* start PAGE EXCERPT *
This tutorial will teach you how to read and write to KV directly from Rust using workers-rs.

​​ Before you start

All of the tutorials assume you have already completed the Get started guide, which gets you set up with a Cloudflare Workers account, C3, and Wrangler.

​​ Prerequisites

To complete this tutorial, you will need:

$ cargo install cargo-generate

​​ 1. Create your Worker project in Rust

Open a terminal window, and run the following command to generate a Worker project template in Rust:

$ cargo generate cloudflare/workers-rs

Then select template/hello-world-http template, give your project a descriptive name and select enter. A new project should be created in your directory. Open the project in your editor and run npx wrangler dev to compile and run your project.

In this tutorial, you will use Workers KV from Rust to build an app to store and retrieve cities by a given country name.

​​ 2. Create a KV namespace

In the terminal, use Wrangler to create a KV namespace for cities. This generates a configuration to be added to the project:

$ npx wrangler kv:namespace create cities

To add this configuration to your project, open the wrangler.toml file and create an entry for kv_namespaces above the build command:

wrangler.toml
kv_namespaces = [
{ binding = "cities", id = "e29b263ab50e42ce9b637fa8370175e8" }
]
# build command...

With this configured, you can access the KV namespace with the binding "cities" from Rust.

​​ 3. Write data to KV

For this app, you will create two routes: A POST route to receive and store the city in KV, and a GET route to retrieve the city of a given country. For example, a POST request to /France with a body of {"city": "Paris"} should create an entry of Paris as a city in France. A GET request to /France should retrieve from KV and respond with Paris.
* end PAGE EXCERPT *
* start RECORDS FOR THE EXERCISE *
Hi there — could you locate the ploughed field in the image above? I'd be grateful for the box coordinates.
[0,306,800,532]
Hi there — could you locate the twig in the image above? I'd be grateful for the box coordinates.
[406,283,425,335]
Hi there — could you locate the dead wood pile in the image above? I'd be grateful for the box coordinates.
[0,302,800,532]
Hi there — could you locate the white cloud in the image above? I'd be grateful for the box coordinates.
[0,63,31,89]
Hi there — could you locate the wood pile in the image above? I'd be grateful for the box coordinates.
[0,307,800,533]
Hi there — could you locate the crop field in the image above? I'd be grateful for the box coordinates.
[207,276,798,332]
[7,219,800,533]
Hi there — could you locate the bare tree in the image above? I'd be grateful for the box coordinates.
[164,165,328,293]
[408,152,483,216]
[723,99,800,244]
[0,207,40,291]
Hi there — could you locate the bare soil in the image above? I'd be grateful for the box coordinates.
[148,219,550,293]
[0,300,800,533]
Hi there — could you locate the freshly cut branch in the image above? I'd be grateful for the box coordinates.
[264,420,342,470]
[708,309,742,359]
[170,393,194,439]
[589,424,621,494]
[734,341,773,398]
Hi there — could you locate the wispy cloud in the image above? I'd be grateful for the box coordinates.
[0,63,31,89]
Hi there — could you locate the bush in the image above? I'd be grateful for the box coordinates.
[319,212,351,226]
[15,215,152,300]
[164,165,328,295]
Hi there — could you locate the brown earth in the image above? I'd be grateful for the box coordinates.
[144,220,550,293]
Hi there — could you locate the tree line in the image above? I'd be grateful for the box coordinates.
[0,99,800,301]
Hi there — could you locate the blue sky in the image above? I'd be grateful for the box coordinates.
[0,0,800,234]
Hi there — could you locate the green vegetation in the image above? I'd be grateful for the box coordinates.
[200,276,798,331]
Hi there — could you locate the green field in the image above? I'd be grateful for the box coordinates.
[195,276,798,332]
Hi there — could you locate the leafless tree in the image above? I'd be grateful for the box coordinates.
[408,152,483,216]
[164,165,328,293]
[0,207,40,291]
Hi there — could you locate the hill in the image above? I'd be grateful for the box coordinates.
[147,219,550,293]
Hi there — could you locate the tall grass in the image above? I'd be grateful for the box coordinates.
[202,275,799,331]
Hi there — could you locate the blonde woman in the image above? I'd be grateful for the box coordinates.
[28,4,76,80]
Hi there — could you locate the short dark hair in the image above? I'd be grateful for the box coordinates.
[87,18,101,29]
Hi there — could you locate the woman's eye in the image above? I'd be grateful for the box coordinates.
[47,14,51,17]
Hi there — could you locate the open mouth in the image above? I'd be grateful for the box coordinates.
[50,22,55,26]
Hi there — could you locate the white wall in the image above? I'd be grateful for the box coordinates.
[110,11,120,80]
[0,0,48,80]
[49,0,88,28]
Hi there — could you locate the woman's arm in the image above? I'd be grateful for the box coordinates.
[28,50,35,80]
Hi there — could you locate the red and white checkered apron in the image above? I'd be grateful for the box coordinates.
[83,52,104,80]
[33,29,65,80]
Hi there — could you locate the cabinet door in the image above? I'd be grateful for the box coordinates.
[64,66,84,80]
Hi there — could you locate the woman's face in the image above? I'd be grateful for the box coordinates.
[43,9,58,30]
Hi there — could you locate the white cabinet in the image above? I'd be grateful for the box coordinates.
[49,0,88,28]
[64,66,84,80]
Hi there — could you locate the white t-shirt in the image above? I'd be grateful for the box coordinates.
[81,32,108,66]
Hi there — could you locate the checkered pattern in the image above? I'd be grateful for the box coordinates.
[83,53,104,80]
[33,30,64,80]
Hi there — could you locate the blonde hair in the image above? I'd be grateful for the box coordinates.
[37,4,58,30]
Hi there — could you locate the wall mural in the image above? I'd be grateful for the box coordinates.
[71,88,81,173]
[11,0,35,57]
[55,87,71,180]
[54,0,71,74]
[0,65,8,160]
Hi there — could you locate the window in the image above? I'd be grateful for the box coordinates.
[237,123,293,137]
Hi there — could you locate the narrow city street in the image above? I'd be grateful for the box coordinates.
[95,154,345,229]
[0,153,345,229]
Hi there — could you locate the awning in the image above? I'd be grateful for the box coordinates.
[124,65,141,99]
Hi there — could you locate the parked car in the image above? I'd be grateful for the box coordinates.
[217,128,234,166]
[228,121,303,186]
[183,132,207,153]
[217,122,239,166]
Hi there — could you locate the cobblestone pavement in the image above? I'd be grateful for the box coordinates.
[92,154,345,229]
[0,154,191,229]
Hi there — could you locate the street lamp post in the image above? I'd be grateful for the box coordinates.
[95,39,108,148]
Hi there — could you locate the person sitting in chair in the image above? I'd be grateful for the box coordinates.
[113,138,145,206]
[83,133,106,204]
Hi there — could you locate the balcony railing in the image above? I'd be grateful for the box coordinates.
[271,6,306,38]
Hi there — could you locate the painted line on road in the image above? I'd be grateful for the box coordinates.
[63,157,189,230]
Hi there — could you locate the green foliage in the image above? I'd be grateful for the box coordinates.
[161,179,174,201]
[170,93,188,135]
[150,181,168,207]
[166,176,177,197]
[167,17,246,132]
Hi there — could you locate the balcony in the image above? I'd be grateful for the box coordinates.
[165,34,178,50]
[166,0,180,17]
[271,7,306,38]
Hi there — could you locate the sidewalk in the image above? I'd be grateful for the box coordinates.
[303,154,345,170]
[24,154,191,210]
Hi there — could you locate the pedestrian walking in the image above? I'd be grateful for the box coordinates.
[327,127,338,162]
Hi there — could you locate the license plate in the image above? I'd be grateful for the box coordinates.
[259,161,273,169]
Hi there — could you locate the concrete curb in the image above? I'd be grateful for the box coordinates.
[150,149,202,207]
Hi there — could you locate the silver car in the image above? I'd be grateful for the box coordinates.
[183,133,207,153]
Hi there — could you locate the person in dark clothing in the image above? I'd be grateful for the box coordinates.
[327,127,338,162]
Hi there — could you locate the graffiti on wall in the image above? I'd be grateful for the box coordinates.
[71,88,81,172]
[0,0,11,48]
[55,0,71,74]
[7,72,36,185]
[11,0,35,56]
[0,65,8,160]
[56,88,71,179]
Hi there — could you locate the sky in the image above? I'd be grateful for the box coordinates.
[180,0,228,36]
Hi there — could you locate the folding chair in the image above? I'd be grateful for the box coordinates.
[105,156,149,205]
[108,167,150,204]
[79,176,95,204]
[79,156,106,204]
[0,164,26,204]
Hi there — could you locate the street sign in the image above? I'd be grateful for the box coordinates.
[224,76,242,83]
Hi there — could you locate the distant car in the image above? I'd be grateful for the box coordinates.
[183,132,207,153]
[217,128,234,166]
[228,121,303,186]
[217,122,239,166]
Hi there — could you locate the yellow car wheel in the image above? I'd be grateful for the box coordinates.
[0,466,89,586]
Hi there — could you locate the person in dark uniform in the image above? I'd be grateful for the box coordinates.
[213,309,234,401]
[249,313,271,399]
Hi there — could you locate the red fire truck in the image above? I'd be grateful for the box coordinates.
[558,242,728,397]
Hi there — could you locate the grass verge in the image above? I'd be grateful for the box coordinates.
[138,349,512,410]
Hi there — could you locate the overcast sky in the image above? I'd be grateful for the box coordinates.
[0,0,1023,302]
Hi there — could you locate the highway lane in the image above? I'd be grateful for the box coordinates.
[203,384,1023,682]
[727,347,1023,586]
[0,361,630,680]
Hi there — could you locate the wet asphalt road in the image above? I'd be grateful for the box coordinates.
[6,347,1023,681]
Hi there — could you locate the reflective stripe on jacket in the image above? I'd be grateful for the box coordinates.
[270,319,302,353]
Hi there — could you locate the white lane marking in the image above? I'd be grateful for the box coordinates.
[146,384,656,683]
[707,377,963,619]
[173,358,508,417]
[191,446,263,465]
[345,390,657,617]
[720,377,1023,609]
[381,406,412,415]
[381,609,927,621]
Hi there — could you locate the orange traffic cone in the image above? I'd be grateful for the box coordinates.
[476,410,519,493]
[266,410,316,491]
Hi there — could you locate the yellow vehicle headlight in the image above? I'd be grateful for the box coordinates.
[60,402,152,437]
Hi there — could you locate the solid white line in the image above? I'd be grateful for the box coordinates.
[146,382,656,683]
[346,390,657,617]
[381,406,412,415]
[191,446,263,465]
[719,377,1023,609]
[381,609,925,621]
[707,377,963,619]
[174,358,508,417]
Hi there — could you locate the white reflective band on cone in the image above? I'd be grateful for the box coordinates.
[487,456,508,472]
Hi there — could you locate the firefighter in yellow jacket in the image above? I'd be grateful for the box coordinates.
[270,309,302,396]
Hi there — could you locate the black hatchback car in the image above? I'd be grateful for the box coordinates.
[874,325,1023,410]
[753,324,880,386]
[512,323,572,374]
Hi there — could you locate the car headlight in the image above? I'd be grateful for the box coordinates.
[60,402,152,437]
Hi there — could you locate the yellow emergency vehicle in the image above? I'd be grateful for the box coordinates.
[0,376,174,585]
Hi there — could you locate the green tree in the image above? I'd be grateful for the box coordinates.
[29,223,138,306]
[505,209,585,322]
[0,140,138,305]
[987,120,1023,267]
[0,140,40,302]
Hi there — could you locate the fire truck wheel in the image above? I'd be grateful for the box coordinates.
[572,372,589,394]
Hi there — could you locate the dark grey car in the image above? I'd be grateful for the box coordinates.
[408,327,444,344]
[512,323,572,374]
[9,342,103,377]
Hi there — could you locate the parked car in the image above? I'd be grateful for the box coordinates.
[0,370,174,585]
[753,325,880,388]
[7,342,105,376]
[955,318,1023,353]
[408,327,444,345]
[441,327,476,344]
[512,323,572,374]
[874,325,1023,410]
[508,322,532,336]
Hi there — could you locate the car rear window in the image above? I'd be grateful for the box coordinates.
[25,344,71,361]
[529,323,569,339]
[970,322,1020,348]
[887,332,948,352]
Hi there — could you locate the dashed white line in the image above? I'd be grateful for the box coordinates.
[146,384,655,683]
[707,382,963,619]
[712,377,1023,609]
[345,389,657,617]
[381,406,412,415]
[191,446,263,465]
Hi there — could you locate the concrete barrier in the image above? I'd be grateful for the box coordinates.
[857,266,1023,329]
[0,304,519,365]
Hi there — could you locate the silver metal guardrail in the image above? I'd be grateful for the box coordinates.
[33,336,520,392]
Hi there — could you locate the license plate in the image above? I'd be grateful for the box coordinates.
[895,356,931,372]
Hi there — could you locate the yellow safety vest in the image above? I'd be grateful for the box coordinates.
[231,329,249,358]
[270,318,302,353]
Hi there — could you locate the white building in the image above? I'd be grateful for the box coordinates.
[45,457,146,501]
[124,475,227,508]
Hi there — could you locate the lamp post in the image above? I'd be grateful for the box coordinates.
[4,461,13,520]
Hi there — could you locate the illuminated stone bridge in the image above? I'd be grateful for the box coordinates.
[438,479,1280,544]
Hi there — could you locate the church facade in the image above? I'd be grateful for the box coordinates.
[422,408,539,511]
* end RECORDS FOR THE EXERCISE *
## WORK TO COMPLETE
a) Write out the part of the Workers KV tutorial that begins at the words "To add this" and ends after the words "respond with Paris.".
b) From the entries, pull out the lines that begin with the one containing "Hi there — could you locate the green foliage" and end after the one containing "[271,7,306,38]", reproducing each line unchanged.

## PROBLEM SOLUTIONS
a)
To add this configuration to your project, open the wrangler.toml file and create an entry for kv_namespaces above the build command:

wrangler.toml
kv_namespaces = [
{ binding = "cities", id = "e29b263ab50e42ce9b637fa8370175e8" }
]
# build command...

With this configured, you can access the KV namespace with the binding "cities" from Rust.

​​ 3. Write data to KV

For this app, you will create two routes: A POST route to receive and store the city in KV, and a GET route to retrieve the city of a given country. For example, a POST request to /France with a body of {"city": "Paris"} should create an entry of Paris as a city in France. A GET request to /France should retrieve from KV and respond with Paris.

b)
Hi there — could you locate the green foliage in the image above? I'd be grateful for the box coordinates.
[161,179,174,201]
[170,93,188,135]
[150,181,168,207]
[166,176,177,197]
[167,17,246,132]
Hi there — could you locate the balcony in the image above? I'd be grateful for the box coordinates.
[165,34,178,50]
[166,0,180,17]
[271,7,306,38]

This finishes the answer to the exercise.